Given problem: In the lines below, find the one that contains "of the weathered" and write it out exactly, along with every line that follows it.

───── Records shown

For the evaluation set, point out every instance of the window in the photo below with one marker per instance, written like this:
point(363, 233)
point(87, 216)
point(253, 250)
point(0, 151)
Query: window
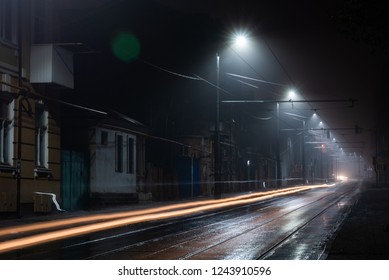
point(8, 21)
point(130, 155)
point(41, 135)
point(119, 153)
point(6, 128)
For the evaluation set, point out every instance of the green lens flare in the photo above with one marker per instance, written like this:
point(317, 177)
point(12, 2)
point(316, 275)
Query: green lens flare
point(125, 46)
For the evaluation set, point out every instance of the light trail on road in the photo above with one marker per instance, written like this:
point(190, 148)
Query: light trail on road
point(114, 220)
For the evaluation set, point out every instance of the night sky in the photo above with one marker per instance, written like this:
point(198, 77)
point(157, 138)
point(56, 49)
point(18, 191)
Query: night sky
point(318, 48)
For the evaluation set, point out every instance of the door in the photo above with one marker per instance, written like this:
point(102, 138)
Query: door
point(188, 176)
point(75, 178)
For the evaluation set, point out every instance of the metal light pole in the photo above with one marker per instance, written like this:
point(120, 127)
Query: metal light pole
point(278, 155)
point(303, 155)
point(217, 186)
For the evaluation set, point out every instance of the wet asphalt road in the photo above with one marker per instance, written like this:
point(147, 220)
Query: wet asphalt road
point(296, 226)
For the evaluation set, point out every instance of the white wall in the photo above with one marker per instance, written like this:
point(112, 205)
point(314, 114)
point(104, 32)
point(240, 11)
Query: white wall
point(104, 176)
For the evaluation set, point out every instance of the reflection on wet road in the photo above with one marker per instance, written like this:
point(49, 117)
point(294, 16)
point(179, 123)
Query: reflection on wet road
point(242, 227)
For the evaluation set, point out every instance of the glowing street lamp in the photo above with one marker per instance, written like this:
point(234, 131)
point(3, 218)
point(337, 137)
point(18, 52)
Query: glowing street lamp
point(239, 40)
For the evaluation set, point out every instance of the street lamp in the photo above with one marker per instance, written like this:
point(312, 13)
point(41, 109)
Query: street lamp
point(239, 40)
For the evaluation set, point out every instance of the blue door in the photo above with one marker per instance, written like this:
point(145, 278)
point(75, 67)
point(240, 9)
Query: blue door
point(75, 178)
point(188, 176)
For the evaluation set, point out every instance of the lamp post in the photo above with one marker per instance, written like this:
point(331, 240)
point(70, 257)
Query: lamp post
point(239, 40)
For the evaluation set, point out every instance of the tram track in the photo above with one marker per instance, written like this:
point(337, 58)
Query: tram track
point(194, 235)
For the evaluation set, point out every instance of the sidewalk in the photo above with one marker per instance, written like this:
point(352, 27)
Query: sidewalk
point(364, 234)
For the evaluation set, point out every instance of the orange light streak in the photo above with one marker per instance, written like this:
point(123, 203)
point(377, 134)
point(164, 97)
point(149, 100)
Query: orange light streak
point(131, 217)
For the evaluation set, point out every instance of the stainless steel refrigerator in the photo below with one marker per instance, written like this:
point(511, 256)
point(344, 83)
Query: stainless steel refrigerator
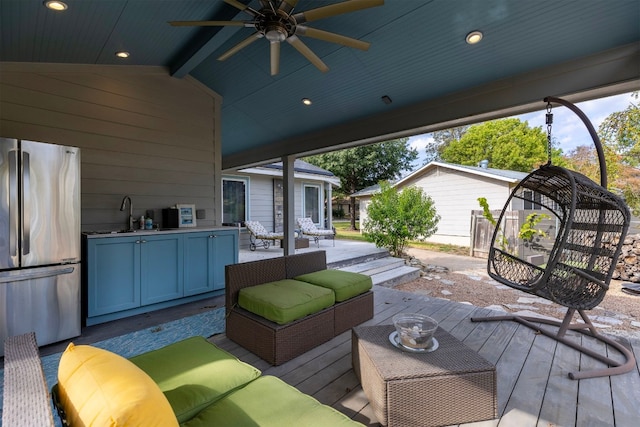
point(39, 240)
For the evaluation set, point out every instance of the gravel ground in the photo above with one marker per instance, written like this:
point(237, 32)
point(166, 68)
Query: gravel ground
point(464, 279)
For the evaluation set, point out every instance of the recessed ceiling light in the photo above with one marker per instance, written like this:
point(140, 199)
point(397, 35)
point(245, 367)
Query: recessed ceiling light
point(56, 5)
point(474, 37)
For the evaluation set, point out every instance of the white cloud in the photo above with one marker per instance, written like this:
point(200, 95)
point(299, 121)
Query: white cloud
point(567, 128)
point(420, 142)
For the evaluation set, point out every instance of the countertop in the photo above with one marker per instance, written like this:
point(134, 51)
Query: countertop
point(122, 233)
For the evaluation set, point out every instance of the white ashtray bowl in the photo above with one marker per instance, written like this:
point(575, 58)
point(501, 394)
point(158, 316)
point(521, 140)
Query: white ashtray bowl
point(415, 331)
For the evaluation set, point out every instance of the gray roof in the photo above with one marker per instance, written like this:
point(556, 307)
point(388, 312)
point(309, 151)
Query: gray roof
point(500, 174)
point(301, 166)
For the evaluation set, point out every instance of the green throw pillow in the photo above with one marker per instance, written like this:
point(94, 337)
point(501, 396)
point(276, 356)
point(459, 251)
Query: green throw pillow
point(269, 402)
point(345, 284)
point(193, 373)
point(286, 300)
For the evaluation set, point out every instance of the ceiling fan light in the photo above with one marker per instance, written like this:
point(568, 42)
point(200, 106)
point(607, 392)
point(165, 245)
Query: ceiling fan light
point(474, 37)
point(56, 5)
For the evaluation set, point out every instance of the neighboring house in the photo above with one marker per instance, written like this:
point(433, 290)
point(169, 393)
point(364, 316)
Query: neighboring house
point(343, 204)
point(256, 194)
point(455, 190)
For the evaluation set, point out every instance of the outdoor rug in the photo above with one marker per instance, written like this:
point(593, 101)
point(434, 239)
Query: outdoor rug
point(204, 324)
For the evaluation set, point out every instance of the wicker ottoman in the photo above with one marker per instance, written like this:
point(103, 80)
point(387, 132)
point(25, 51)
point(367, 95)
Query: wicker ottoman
point(451, 385)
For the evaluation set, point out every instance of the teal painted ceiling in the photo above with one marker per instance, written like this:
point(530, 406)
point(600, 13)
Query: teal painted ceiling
point(418, 54)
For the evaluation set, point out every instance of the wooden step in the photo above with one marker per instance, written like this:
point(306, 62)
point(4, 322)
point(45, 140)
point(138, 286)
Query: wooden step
point(391, 278)
point(376, 266)
point(386, 271)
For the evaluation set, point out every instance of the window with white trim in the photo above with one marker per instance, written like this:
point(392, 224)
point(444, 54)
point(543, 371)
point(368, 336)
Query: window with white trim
point(235, 199)
point(311, 203)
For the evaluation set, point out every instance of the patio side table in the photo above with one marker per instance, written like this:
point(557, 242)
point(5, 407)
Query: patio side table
point(451, 385)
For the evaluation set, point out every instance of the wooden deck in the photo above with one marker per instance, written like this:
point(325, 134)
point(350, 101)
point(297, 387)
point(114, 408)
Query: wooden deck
point(533, 386)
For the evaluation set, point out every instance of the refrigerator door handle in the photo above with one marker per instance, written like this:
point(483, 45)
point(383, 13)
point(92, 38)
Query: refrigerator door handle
point(30, 275)
point(26, 204)
point(13, 203)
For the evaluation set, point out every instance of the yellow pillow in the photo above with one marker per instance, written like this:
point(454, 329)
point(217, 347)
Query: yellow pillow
point(100, 388)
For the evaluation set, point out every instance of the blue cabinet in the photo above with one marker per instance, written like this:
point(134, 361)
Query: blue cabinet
point(127, 275)
point(113, 275)
point(205, 256)
point(161, 268)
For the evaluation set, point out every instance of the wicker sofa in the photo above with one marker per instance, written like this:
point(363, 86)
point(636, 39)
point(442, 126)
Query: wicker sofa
point(190, 383)
point(278, 343)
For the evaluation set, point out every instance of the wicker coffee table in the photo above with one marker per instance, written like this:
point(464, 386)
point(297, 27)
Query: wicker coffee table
point(450, 385)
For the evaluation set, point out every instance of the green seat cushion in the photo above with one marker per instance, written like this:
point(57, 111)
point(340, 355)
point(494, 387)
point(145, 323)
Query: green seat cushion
point(269, 402)
point(193, 373)
point(285, 300)
point(345, 284)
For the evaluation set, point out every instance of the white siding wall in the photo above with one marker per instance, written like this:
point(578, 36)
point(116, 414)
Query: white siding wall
point(141, 133)
point(455, 195)
point(261, 200)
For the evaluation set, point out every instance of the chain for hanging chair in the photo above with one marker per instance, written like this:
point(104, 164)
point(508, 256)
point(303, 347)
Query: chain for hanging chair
point(549, 122)
point(558, 237)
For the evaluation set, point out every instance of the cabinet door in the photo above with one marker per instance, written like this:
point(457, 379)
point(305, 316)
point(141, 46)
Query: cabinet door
point(161, 268)
point(225, 251)
point(198, 263)
point(113, 275)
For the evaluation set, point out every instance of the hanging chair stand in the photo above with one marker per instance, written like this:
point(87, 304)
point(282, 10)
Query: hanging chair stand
point(592, 226)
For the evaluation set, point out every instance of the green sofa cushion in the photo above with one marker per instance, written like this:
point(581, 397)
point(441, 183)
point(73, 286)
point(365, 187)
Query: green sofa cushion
point(285, 300)
point(269, 402)
point(193, 373)
point(345, 284)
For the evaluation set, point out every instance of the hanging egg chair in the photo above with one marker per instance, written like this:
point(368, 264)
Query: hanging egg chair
point(564, 248)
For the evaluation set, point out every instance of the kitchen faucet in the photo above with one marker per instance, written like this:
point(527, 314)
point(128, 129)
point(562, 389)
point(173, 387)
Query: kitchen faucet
point(124, 202)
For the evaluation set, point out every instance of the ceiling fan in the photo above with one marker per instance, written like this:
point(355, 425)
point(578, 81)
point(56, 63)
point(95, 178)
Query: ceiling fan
point(276, 22)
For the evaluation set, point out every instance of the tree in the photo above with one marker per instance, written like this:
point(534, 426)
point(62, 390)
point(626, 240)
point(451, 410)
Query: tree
point(396, 217)
point(620, 131)
point(506, 144)
point(441, 140)
point(366, 165)
point(620, 137)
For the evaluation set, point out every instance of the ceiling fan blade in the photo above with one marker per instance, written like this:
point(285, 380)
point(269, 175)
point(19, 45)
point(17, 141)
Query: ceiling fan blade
point(275, 57)
point(211, 23)
point(241, 6)
point(335, 9)
point(287, 5)
point(331, 37)
point(244, 43)
point(307, 53)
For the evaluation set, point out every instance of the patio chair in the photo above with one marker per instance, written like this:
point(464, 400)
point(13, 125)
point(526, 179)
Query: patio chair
point(308, 228)
point(574, 268)
point(258, 235)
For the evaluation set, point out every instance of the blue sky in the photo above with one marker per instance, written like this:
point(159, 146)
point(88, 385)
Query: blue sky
point(567, 128)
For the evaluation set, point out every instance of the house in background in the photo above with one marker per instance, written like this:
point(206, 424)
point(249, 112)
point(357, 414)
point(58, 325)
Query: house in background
point(455, 190)
point(256, 194)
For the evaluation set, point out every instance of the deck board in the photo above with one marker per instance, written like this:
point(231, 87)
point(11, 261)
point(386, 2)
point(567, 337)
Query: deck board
point(532, 369)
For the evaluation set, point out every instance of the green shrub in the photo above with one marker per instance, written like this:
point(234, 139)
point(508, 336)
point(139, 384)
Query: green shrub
point(396, 217)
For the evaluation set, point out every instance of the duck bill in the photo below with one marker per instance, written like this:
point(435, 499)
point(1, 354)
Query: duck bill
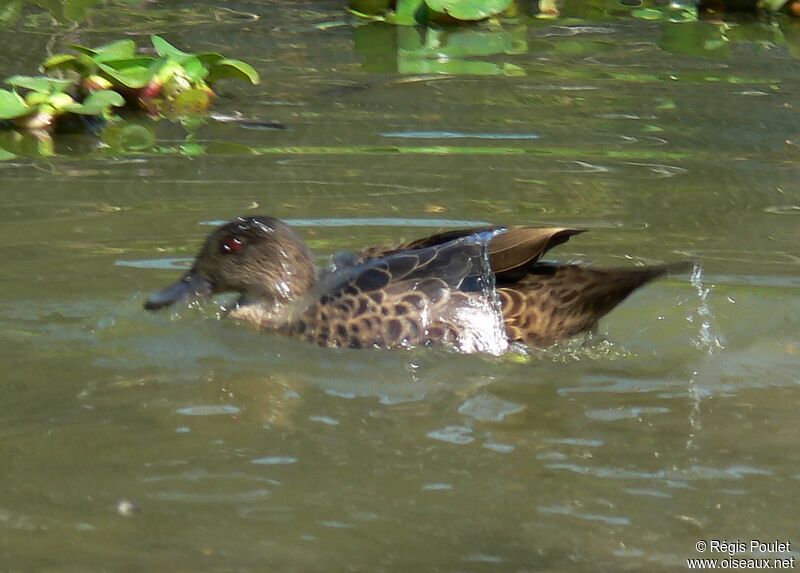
point(190, 287)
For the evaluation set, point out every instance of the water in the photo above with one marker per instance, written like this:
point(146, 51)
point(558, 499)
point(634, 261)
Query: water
point(180, 441)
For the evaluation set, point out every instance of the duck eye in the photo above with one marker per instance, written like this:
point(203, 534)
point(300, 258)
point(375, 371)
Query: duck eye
point(232, 245)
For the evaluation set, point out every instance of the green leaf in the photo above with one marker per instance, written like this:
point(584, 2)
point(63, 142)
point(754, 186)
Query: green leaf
point(647, 14)
point(40, 84)
point(469, 9)
point(167, 50)
point(194, 69)
point(409, 12)
point(209, 59)
point(12, 106)
point(134, 73)
point(233, 69)
point(119, 50)
point(98, 103)
point(11, 12)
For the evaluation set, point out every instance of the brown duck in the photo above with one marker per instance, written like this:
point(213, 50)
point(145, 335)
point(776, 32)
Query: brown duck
point(473, 289)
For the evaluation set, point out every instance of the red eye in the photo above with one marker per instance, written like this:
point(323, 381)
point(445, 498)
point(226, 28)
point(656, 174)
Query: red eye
point(232, 245)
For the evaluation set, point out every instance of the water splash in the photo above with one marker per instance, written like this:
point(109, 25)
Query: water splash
point(707, 341)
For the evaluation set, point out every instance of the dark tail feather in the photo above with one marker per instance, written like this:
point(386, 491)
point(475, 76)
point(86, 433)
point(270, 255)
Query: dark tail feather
point(607, 287)
point(557, 301)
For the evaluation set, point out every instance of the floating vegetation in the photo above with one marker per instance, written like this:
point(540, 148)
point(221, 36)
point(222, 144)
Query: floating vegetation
point(415, 12)
point(172, 80)
point(42, 103)
point(94, 80)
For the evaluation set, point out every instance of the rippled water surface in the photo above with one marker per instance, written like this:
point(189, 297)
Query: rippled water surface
point(183, 442)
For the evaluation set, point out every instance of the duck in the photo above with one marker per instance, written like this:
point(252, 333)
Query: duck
point(479, 289)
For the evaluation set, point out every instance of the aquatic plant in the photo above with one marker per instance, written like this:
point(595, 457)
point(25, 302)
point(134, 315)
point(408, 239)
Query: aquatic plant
point(45, 101)
point(413, 12)
point(173, 78)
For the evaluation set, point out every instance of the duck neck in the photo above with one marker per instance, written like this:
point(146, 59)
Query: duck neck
point(277, 304)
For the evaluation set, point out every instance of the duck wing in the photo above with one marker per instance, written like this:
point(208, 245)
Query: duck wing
point(511, 250)
point(441, 292)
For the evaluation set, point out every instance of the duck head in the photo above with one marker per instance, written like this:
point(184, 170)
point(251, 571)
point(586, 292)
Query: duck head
point(261, 258)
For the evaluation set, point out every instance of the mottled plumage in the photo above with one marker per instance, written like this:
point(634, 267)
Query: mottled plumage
point(472, 289)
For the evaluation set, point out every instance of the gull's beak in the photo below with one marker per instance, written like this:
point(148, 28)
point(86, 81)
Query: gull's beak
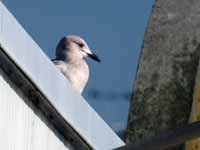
point(94, 57)
point(91, 55)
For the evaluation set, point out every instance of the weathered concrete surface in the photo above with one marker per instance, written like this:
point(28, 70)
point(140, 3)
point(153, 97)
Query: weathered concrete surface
point(164, 83)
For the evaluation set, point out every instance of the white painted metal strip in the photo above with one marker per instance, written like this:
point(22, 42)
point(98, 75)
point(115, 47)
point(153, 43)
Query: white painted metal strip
point(37, 66)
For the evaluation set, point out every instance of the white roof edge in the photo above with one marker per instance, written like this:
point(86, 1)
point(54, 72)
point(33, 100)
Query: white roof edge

──────────

Output of the exercise:
For the evaluation set, point out every instance of the weathered concrete surface in the photo above with one marker per instance, written like this:
point(28, 70)
point(140, 3)
point(153, 97)
Query: weathered concrete surface
point(164, 83)
For the evaluation set, point out every instance of the white painted metal strip in the photo above with one marker per instance, written like this:
point(22, 42)
point(98, 75)
point(115, 47)
point(153, 43)
Query: white painted metal strip
point(37, 66)
For the evaluation set, point out every instance of the white roof edge in the photo above with one marker per instance, written like this:
point(86, 1)
point(54, 72)
point(33, 100)
Query: white roof edge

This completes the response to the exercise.